Directions for this task: Exactly reproduce the lines beginning with the line that includes "Teacher note: have the class pick out the evergreen" and ending with the last line of the data.

-.-.-

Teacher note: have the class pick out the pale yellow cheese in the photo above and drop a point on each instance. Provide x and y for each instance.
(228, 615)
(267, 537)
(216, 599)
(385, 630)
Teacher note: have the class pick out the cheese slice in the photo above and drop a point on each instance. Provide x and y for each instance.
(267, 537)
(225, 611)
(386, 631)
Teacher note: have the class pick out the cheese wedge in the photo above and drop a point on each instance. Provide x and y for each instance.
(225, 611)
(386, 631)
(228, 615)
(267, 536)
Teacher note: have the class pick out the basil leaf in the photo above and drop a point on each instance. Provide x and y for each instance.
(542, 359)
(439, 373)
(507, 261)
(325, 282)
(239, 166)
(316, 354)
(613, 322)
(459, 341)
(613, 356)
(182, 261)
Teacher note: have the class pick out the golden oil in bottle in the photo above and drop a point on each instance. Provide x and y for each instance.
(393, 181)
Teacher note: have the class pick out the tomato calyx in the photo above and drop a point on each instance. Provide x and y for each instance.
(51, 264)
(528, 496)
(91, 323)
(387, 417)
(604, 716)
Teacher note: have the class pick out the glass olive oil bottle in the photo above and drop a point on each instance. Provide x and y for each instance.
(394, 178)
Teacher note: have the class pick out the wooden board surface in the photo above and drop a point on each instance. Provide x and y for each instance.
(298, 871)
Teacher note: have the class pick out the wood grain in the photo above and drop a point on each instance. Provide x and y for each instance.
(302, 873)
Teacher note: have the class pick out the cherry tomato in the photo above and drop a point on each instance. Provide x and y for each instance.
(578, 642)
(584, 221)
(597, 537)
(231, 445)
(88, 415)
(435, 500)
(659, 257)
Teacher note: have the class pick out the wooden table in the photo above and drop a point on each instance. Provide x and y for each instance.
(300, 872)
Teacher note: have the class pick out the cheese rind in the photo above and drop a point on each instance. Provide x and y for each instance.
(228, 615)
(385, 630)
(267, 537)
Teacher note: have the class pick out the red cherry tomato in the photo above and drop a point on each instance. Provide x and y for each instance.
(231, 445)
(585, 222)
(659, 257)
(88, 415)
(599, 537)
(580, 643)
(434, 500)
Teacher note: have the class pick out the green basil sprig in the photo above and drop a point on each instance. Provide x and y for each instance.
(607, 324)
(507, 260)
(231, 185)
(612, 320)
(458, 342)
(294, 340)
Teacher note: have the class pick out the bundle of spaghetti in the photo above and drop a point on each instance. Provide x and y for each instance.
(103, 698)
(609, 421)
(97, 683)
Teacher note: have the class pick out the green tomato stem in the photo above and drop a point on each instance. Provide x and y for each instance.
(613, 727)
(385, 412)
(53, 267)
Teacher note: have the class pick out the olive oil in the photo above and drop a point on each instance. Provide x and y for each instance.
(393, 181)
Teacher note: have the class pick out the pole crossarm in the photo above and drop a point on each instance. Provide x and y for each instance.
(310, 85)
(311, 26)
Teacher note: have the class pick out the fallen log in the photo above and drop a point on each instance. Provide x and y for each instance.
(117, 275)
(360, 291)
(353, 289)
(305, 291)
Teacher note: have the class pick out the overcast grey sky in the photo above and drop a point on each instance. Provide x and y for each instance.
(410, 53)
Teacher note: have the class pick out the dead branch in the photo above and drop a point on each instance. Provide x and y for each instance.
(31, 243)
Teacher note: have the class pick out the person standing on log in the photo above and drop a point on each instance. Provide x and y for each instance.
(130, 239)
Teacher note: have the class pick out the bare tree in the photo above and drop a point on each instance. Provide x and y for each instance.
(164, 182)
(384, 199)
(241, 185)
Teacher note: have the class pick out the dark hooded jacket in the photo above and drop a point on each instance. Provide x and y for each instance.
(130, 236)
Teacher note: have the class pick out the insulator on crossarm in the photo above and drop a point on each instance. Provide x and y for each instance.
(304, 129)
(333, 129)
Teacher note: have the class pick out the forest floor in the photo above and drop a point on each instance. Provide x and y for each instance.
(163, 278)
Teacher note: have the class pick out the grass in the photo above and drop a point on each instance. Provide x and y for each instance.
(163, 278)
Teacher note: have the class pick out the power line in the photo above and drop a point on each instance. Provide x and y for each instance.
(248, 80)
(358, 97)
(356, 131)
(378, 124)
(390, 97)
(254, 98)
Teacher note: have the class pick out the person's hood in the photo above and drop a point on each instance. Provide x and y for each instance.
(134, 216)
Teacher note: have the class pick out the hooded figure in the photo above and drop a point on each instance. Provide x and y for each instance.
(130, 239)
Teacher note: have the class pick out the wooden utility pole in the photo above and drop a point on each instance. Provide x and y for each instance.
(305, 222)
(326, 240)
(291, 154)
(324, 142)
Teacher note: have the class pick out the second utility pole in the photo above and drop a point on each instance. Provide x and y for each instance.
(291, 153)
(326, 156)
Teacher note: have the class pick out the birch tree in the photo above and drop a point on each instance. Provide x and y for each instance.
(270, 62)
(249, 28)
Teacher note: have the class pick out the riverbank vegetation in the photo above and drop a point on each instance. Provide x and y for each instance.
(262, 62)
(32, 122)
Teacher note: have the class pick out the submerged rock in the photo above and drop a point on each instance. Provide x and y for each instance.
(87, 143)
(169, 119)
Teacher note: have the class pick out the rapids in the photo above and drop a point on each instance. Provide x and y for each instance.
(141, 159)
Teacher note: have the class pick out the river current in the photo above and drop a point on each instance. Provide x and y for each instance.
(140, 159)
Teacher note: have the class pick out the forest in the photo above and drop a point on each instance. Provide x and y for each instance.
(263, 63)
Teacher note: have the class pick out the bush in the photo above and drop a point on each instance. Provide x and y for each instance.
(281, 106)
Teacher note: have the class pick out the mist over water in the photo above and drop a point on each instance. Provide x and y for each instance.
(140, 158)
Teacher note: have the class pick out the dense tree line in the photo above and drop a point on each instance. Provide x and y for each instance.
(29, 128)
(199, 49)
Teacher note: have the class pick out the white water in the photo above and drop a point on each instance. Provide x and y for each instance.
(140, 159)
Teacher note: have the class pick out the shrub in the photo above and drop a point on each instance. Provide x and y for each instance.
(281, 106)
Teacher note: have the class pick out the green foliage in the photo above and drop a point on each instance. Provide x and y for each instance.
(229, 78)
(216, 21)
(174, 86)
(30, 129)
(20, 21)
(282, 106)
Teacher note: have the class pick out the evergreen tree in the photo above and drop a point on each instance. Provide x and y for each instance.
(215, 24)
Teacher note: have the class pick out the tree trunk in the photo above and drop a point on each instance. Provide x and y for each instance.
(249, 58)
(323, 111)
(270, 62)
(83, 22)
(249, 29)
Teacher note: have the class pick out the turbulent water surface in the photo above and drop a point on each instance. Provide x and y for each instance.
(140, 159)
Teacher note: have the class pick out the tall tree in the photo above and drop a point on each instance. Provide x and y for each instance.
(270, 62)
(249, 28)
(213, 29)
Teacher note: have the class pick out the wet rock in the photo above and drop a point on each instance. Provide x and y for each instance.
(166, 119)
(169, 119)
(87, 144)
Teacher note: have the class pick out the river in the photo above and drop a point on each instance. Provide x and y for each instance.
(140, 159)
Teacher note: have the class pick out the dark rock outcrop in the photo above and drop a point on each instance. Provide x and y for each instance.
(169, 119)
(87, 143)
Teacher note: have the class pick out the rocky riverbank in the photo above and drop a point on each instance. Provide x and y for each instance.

-.-.-

Solution for this task:
Teacher note: have the class pick out the evergreen tree in the photo above and drop a point on each instance. Provide x and y for each instance.
(215, 24)
Teacher note: have the class pick out the tree trunk in the photo above and drop a point on each instance. Provide x and y for each instance.
(249, 58)
(323, 111)
(270, 62)
(83, 22)
(249, 29)
Teacher note: have the class pick out the turbulent water surface in the photo above and drop a point on each instance. Provide x and y for each instance.
(140, 159)
Teacher note: have the class pick out the tall tree in the photo above and drop a point on each instance. Provide x and y for each instance.
(270, 62)
(249, 28)
(213, 29)
Teacher note: have the class pick out the wet rock in the photo above and drop a point on each instance. Provide x and y for each instance.
(166, 119)
(169, 119)
(87, 144)
Teacher note: have the class pick out the river in the photo above and drop a point on each instance. Provide x and y for each instance.
(140, 159)
Teacher note: have the class pick out the dark rock outcrop in the photo above and drop a point on each instance. Provide x and y for each instance.
(169, 119)
(87, 143)
Teacher note: have the class pick out the rocky riverbank in the photo above and drop a point on each instance. Provide x and y for each instance.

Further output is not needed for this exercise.